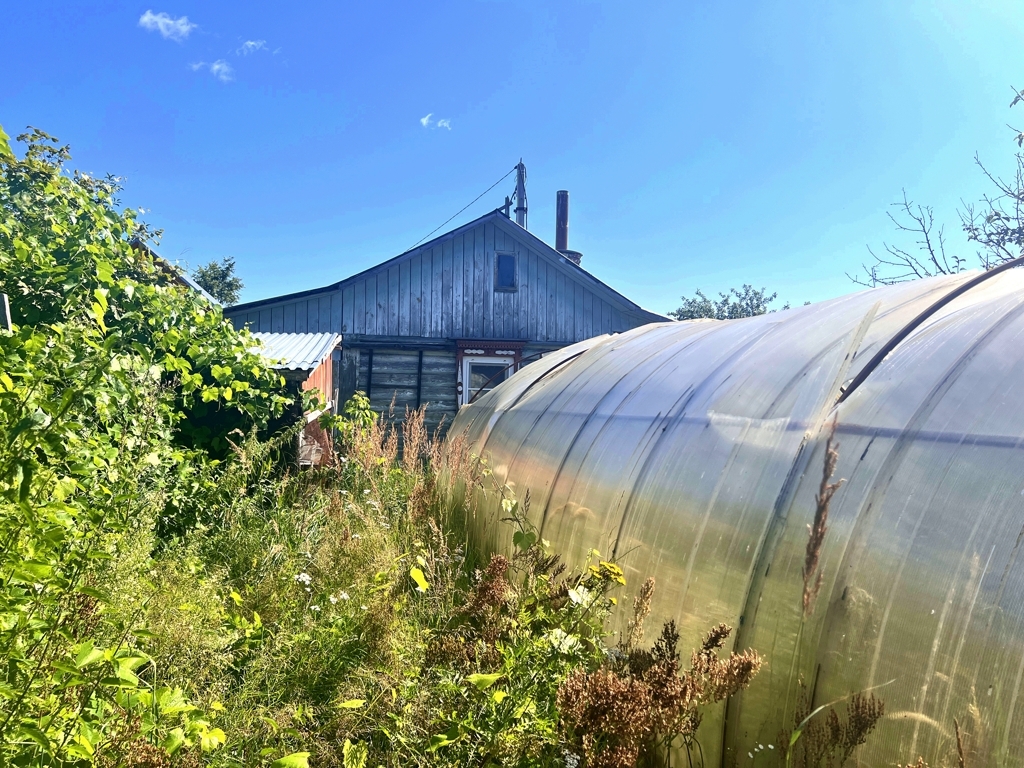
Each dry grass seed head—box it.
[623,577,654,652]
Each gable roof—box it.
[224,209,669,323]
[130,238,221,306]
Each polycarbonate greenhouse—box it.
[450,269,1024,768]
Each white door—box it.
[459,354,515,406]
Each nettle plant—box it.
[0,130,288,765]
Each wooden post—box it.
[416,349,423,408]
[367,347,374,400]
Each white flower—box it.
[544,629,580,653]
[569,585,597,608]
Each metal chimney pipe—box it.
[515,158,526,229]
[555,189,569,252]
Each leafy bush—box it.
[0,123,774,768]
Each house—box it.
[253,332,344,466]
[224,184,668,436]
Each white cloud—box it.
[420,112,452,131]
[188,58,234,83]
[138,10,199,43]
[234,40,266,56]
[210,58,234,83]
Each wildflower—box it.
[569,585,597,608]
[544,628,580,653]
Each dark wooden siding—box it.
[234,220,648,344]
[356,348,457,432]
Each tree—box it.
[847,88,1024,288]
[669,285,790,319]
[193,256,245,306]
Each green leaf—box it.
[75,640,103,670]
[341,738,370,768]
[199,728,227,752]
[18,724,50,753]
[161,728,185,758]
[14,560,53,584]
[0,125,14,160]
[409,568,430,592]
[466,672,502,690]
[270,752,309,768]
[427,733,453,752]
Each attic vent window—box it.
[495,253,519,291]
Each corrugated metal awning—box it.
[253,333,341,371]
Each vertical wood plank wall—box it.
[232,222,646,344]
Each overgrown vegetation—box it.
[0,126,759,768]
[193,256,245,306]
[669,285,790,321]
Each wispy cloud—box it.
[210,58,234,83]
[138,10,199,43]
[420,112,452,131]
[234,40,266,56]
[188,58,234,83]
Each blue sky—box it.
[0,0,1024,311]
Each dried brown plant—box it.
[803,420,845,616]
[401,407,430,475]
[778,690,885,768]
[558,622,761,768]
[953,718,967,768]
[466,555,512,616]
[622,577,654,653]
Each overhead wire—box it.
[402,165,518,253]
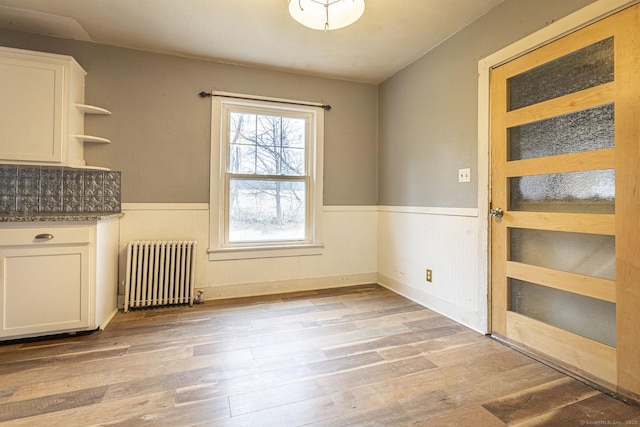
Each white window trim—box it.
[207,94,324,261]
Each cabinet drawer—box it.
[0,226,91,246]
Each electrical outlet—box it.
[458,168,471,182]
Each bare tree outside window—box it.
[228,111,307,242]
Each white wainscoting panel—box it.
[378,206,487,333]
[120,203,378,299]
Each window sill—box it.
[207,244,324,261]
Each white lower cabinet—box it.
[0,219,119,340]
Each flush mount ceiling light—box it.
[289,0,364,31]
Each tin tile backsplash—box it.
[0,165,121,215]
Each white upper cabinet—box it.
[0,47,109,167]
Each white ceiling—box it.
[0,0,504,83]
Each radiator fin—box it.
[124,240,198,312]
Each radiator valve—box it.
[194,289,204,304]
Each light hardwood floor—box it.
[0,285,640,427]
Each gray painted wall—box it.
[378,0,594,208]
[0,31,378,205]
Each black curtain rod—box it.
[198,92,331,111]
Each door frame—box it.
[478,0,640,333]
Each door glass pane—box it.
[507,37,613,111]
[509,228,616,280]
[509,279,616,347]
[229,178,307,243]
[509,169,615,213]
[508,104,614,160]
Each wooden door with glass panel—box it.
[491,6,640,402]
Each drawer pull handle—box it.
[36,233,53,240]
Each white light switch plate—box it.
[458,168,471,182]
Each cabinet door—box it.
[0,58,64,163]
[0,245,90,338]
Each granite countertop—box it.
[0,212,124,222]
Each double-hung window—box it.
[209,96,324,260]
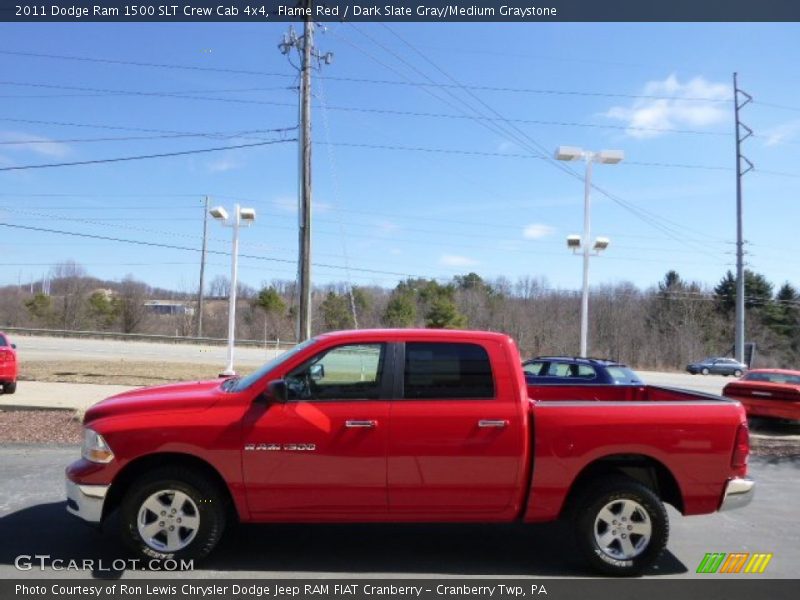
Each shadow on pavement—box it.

——

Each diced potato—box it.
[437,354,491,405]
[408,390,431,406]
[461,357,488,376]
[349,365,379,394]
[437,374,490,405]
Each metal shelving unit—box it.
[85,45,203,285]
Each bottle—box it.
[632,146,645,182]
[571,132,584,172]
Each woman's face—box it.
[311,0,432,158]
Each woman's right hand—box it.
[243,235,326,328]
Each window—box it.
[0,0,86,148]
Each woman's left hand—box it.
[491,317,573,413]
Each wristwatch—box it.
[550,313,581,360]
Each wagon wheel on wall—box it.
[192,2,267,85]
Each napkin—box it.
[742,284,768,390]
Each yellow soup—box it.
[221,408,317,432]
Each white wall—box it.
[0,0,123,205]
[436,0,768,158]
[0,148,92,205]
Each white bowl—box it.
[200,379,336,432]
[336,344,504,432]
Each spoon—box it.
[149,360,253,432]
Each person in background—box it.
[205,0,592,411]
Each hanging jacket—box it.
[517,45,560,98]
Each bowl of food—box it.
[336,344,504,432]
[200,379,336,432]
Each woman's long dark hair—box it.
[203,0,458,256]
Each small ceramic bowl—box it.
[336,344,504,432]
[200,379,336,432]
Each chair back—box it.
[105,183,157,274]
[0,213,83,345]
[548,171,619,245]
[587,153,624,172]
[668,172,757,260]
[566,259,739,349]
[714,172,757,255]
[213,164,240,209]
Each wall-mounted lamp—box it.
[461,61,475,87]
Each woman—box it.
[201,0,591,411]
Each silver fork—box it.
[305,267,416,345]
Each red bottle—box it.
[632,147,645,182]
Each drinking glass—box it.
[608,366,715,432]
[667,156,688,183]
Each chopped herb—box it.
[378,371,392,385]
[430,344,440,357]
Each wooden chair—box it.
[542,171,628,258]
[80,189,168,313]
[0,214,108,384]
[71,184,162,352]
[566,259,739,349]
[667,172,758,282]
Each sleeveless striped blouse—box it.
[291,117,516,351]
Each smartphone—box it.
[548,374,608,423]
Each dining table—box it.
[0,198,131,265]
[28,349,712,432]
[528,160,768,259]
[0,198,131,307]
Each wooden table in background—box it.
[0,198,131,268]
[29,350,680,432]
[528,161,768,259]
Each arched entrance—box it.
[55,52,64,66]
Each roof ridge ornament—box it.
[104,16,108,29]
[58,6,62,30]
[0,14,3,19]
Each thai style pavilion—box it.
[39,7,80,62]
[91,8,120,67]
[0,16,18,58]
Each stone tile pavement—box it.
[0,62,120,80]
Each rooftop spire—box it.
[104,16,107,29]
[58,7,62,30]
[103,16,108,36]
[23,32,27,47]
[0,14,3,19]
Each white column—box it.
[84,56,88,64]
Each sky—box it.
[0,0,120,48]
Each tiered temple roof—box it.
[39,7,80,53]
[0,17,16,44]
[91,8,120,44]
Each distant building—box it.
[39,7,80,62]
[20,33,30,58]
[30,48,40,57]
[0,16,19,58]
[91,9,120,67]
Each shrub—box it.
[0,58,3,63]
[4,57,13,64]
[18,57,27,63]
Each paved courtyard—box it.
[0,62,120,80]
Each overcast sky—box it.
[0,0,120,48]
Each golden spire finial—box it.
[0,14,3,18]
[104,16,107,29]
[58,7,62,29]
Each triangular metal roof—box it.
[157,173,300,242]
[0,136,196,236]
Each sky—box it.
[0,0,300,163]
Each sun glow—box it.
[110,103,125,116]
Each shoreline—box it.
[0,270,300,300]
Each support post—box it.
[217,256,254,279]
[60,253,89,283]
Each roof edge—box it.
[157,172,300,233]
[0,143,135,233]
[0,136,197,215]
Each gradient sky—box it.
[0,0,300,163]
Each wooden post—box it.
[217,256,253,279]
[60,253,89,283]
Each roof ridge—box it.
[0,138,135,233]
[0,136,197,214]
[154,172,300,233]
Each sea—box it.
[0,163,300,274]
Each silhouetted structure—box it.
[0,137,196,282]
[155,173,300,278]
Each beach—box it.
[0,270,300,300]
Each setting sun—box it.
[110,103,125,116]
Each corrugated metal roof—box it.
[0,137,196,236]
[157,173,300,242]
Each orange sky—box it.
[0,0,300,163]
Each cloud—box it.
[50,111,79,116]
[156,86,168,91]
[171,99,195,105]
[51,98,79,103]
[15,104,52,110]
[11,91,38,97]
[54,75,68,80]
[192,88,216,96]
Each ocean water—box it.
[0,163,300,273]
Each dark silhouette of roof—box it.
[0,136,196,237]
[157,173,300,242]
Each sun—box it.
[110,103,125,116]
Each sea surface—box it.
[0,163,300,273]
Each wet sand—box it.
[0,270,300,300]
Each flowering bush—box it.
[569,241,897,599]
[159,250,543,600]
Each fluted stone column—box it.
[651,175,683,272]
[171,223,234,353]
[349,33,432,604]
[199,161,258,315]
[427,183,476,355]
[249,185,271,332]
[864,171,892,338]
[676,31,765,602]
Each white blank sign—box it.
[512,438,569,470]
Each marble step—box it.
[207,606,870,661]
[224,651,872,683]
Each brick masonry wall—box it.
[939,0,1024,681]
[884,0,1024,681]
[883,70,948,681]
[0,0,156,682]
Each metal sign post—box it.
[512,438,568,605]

——

→ **Written request**
Retype the records beginning at the line that contains "Each sun glow—box it." and continuing through the line that contains "[224,651,872,683]", including both of those lines.

→ **Right answer**
Each sun glow—box it.
[110,103,125,116]
Each shoreline—box it.
[0,270,300,300]
Each support post—box it.
[217,256,254,279]
[60,253,89,283]
Each roof edge—box it.
[157,172,300,233]
[0,143,135,233]
[0,136,197,215]
Each gradient sky—box it.
[0,0,300,163]
Each wooden post—box it.
[217,256,253,279]
[60,253,89,283]
Each roof ridge—box it.
[0,138,135,233]
[0,136,197,214]
[154,172,300,233]
Each sea—box it.
[0,163,300,274]
Each silhouetted structure—box it.
[0,137,196,282]
[155,173,300,278]
Each beach—box it.
[0,270,300,300]
Each setting sun—box it.
[110,103,125,116]
Each corrugated metal roof—box it.
[0,137,196,236]
[157,173,300,242]
Each orange sky—box it.
[0,0,300,163]
Each cloud—box it.
[50,111,79,116]
[156,86,168,91]
[171,99,195,105]
[51,98,79,103]
[15,104,52,110]
[11,91,38,97]
[54,75,68,80]
[192,88,216,96]
Each ocean water—box it.
[0,163,300,273]
Each dark silhouette of roof—box it.
[0,136,196,237]
[157,173,300,242]
Each sun—box it.
[110,103,125,116]
Each sea surface—box it.
[0,163,300,273]
Each wet sand—box it.
[0,270,300,300]
Each flowering bush—box it.
[569,241,897,599]
[159,250,543,600]
Each fluted stone column—box it.
[651,175,683,272]
[171,223,234,353]
[349,33,432,604]
[199,161,258,315]
[427,183,476,355]
[249,185,271,332]
[864,171,892,338]
[676,31,765,602]
Each white blank sign—box it.
[512,438,569,470]
Each marble step—box it.
[207,606,870,661]
[224,651,872,683]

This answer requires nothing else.